▶ Required action:
Copy out every line of the data exactly.

▶ The input:
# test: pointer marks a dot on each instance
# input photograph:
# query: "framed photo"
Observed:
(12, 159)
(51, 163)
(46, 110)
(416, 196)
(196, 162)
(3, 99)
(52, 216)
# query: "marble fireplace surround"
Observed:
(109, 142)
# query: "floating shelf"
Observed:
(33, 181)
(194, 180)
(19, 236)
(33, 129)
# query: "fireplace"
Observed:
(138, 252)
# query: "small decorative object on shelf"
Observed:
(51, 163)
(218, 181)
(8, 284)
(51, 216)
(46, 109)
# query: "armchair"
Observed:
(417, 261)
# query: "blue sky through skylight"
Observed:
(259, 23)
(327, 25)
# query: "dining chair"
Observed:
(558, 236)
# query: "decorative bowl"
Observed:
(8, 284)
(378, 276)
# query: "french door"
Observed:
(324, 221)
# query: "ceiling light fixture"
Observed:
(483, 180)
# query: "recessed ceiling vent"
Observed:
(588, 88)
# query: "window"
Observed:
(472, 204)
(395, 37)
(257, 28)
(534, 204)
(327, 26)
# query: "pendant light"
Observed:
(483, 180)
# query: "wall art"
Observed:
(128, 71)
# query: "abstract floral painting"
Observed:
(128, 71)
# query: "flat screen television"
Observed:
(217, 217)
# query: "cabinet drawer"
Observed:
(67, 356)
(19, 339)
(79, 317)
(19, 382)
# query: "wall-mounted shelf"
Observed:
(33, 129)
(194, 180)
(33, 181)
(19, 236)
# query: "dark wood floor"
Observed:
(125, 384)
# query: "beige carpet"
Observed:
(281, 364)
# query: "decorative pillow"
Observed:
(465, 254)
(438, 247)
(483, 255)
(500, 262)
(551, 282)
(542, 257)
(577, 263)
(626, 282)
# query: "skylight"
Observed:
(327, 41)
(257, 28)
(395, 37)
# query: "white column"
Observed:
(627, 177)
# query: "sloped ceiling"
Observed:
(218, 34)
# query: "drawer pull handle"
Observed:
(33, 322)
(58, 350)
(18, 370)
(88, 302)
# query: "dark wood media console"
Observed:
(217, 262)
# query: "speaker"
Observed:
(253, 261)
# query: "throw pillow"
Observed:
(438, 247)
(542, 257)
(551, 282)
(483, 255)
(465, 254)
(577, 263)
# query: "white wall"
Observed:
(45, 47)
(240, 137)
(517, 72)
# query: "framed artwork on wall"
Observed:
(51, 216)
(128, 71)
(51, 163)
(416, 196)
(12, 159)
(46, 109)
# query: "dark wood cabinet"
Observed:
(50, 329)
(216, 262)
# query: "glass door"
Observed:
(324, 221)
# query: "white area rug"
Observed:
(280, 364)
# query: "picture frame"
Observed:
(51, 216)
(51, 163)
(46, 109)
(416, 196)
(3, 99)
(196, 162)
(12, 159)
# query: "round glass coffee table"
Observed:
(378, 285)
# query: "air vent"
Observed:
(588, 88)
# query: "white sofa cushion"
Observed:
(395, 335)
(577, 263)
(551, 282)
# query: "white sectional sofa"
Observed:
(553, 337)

▶ Response to this task:
# test: pointer marks a dot on each instance
# input photograph:
# query: "framed photo"
Observed:
(12, 159)
(51, 163)
(46, 110)
(416, 196)
(196, 162)
(3, 99)
(52, 216)
# query: "marble fireplace surround"
Observed:
(109, 142)
# query: "floating shelf"
Observed:
(33, 181)
(194, 180)
(19, 236)
(33, 129)
# query: "fireplace"
Observed:
(138, 252)
# query: "small decorative object on shelf"
Observed:
(51, 163)
(218, 181)
(8, 284)
(51, 216)
(46, 109)
# query: "armchair"
Observed:
(417, 261)
# query: "blue sky through skylight"
Observed:
(259, 23)
(327, 25)
# query: "dining chair"
Observed:
(558, 236)
# query: "decorative bowl"
Observed:
(8, 284)
(378, 276)
# query: "french door"
Observed:
(324, 221)
# query: "ceiling light fixture"
Observed:
(483, 180)
# query: "recessed ceiling vent"
Observed:
(588, 88)
# query: "window"
Observed:
(472, 204)
(395, 37)
(257, 28)
(534, 204)
(327, 26)
# query: "pendant light"
Observed:
(483, 180)
# query: "wall art"
Observed:
(128, 71)
# query: "abstract floral painting"
Observed:
(128, 71)
# query: "flat screen television"
Observed:
(217, 217)
# query: "cabinet drawer"
Observed:
(67, 356)
(19, 339)
(79, 317)
(19, 382)
# query: "wall-mounted shelf"
Observed:
(33, 129)
(194, 180)
(33, 181)
(19, 236)
# query: "dark wood floor"
Observed:
(125, 384)
# query: "beige carpet"
Observed:
(281, 364)
# query: "decorative pillow"
Observed:
(465, 254)
(438, 247)
(483, 255)
(500, 262)
(551, 282)
(542, 257)
(577, 263)
(626, 282)
# query: "skylight"
Observed:
(327, 41)
(257, 28)
(395, 37)
# query: "white column"
Observed:
(627, 177)
# query: "sloped ceiling"
Observed:
(218, 34)
# query: "drawer pull handle"
Observed:
(33, 322)
(58, 350)
(18, 370)
(88, 302)
# query: "dark wood media console"
Observed:
(217, 262)
# query: "speaker"
Observed:
(253, 261)
# query: "throw pillow"
Observed:
(438, 247)
(542, 257)
(551, 282)
(483, 255)
(465, 254)
(577, 263)
# query: "white wall"
Observed:
(45, 47)
(240, 137)
(517, 72)
# query: "framed artwork on wall"
Observed:
(51, 216)
(128, 71)
(51, 163)
(416, 196)
(12, 159)
(46, 109)
# query: "dark wood cabinet"
Observed:
(50, 329)
(216, 262)
# query: "glass door"
Observed:
(324, 221)
# query: "white area rug"
Observed:
(280, 364)
# query: "picture frame"
Observed:
(51, 216)
(51, 163)
(46, 109)
(416, 196)
(3, 99)
(196, 162)
(12, 159)
# query: "round glass coffee table"
Observed:
(378, 285)
# query: "air vent"
Observed:
(588, 88)
# query: "white sofa cushion"
Observed:
(395, 335)
(577, 263)
(551, 282)
# query: "white sectional sofa"
Observed:
(553, 337)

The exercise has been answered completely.